PROBLEM STATEMENT: Scan the material that follows for lines with "patch". Answer with how many there are, nothing else.

EXERCISE DATA:

• • • •

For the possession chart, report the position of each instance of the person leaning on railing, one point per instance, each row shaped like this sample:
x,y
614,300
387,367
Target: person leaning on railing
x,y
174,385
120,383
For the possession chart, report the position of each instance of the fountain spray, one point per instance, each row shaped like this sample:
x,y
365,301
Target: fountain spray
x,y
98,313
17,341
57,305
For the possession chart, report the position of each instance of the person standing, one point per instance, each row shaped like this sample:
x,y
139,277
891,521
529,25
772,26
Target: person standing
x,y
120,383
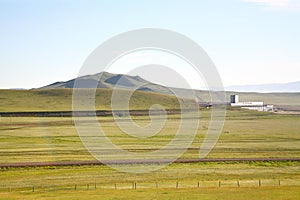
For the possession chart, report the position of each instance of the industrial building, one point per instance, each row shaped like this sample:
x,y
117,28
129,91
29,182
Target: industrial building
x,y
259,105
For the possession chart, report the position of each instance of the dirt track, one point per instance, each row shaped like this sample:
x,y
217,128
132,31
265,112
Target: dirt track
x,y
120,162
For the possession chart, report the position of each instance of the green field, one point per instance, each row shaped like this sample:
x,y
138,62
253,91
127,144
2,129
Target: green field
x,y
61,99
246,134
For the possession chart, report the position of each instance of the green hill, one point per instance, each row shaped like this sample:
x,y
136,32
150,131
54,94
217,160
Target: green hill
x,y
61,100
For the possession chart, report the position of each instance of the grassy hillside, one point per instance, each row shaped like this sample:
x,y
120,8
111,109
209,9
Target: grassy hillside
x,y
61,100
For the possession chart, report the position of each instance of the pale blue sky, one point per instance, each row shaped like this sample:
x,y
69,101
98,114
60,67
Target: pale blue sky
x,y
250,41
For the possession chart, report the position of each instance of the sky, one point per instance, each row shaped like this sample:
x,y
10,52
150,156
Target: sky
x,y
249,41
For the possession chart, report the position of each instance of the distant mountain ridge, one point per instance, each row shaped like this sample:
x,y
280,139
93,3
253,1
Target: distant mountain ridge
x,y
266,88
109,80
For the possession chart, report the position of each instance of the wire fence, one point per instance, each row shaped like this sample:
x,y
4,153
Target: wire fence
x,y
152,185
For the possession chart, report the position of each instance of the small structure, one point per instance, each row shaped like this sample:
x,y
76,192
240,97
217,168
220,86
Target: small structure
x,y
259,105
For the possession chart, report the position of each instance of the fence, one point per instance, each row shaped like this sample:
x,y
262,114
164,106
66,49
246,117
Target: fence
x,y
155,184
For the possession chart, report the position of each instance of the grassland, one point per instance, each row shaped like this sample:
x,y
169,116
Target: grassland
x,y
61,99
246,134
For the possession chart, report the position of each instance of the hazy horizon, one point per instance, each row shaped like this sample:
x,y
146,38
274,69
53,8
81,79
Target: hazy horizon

• • • •

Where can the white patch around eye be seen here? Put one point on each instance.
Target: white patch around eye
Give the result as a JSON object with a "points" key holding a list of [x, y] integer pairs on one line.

• • • •

OUTPUT FOR THIS EXERCISE: 2